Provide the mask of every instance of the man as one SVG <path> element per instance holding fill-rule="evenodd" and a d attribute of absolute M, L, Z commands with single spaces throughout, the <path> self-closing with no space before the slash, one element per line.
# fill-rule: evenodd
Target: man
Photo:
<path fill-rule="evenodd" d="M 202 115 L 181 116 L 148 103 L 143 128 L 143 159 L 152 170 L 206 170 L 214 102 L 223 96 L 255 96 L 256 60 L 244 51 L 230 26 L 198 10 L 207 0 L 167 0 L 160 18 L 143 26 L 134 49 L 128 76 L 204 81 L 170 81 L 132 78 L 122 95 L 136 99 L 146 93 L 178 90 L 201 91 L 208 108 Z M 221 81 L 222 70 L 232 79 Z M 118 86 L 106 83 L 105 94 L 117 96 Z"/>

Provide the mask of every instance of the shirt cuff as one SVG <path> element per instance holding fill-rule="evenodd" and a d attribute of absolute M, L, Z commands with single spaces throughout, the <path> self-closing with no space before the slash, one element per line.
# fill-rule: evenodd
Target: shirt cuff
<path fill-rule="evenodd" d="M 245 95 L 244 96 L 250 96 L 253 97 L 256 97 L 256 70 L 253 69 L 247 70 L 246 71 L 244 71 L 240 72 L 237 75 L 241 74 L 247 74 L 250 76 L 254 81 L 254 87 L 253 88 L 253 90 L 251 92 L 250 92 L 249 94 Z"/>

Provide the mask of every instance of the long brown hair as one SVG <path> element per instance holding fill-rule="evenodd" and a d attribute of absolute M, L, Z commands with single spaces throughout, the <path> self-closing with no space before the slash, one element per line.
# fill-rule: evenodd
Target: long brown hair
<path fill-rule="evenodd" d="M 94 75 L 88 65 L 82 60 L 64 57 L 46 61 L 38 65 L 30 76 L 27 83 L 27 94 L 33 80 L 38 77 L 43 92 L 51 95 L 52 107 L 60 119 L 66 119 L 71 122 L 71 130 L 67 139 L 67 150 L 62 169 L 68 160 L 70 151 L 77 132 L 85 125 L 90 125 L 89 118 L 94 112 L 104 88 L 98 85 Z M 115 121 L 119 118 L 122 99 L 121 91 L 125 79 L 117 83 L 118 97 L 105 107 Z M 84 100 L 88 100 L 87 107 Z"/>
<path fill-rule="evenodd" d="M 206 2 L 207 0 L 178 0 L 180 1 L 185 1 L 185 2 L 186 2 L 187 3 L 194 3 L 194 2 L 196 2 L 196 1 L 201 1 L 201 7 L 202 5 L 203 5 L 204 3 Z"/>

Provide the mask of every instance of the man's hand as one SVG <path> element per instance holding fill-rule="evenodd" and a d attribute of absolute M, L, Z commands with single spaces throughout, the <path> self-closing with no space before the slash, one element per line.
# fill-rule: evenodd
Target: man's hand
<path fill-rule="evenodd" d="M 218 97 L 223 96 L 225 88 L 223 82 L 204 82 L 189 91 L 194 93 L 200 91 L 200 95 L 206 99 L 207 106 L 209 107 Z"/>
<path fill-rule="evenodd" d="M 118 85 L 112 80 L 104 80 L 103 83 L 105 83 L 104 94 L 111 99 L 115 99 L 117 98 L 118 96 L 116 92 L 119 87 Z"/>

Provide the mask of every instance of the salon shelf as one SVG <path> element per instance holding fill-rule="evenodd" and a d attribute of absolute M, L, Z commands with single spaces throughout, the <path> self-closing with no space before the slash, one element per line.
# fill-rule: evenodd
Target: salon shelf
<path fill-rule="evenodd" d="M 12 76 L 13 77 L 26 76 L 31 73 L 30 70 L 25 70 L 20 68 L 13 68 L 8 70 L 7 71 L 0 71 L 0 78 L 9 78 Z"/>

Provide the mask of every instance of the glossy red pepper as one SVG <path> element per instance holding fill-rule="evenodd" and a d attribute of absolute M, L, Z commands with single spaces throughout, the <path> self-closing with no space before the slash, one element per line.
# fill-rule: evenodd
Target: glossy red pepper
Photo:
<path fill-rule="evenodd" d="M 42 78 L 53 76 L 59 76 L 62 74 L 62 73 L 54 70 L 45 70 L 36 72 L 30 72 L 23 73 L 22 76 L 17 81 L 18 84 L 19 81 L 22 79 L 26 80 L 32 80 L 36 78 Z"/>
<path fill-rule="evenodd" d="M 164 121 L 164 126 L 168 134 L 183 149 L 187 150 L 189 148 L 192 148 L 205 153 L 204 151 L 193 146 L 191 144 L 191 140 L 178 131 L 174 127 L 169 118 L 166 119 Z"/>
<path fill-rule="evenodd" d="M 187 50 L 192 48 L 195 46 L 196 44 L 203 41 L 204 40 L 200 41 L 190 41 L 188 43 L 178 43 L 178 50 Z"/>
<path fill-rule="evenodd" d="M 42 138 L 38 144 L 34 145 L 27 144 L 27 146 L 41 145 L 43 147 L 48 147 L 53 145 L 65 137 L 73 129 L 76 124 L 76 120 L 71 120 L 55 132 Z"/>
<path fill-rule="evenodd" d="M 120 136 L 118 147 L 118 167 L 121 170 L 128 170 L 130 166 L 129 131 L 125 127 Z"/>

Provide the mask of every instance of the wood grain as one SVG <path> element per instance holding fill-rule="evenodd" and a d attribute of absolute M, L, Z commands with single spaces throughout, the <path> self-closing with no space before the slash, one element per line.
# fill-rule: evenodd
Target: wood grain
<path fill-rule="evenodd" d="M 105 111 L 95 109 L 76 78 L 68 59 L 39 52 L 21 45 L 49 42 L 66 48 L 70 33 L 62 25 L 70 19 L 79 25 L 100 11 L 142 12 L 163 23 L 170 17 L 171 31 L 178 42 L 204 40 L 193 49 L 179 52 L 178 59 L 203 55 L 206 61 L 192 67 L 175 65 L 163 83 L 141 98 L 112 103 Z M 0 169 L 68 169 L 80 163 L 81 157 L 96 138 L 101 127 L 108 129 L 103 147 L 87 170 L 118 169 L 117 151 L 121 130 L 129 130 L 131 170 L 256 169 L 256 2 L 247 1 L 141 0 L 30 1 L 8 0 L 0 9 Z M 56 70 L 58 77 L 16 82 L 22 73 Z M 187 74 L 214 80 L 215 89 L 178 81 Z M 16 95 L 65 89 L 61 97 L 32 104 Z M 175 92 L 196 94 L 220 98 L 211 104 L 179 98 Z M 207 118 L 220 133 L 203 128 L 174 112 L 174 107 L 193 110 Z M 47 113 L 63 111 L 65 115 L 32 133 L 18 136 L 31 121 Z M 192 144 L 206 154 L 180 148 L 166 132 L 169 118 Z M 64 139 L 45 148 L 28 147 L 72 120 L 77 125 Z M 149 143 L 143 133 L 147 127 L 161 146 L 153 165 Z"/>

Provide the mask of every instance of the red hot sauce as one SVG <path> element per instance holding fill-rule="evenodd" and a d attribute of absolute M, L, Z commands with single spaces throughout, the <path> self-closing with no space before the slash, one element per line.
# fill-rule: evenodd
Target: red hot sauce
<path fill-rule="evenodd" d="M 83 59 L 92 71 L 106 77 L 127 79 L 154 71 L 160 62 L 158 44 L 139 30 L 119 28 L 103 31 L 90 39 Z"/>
========
- The problem
Copy out everything from the line containing "Provide the mask of every instance of the shirt" down to the line containing "206 2 L 207", with both of those lines included, keeping every character unchanged.

- Exercise answer
Provide the mask of every instance of the shirt cuff as one SVG <path> element per instance holding fill-rule="evenodd" and a d attribute of absolute M, L, Z commands with single spaces throughout, the <path> self-closing with no space before the slash, one element per line.
# fill-rule: evenodd
Target: shirt cuff
<path fill-rule="evenodd" d="M 245 95 L 244 96 L 250 96 L 253 97 L 256 97 L 256 70 L 253 69 L 247 70 L 246 71 L 244 71 L 240 72 L 237 75 L 241 74 L 247 74 L 250 76 L 254 81 L 254 87 L 253 88 L 253 90 L 251 92 L 250 92 L 249 94 Z"/>

Provide the mask of every instance of the long brown hair as one SVG <path> element per instance holding fill-rule="evenodd" and a d attribute of absolute M, L, Z commands with single spaces throughout, the <path> self-closing with no space before the slash, one element per line.
# fill-rule: evenodd
Target: long brown hair
<path fill-rule="evenodd" d="M 94 75 L 88 65 L 82 60 L 64 57 L 46 61 L 38 65 L 30 76 L 27 83 L 27 94 L 33 80 L 38 77 L 43 92 L 51 95 L 52 107 L 60 119 L 66 119 L 71 122 L 71 130 L 67 139 L 67 150 L 62 169 L 68 160 L 70 151 L 77 132 L 85 125 L 90 125 L 89 118 L 94 112 L 104 88 L 98 85 Z M 115 121 L 119 118 L 122 99 L 121 91 L 125 79 L 117 83 L 118 97 L 105 107 Z M 84 100 L 88 100 L 87 107 Z"/>
<path fill-rule="evenodd" d="M 206 2 L 207 0 L 178 0 L 180 1 L 185 1 L 185 2 L 186 2 L 187 3 L 194 3 L 194 2 L 196 2 L 196 1 L 201 1 L 201 7 L 202 5 L 203 5 L 204 3 Z"/>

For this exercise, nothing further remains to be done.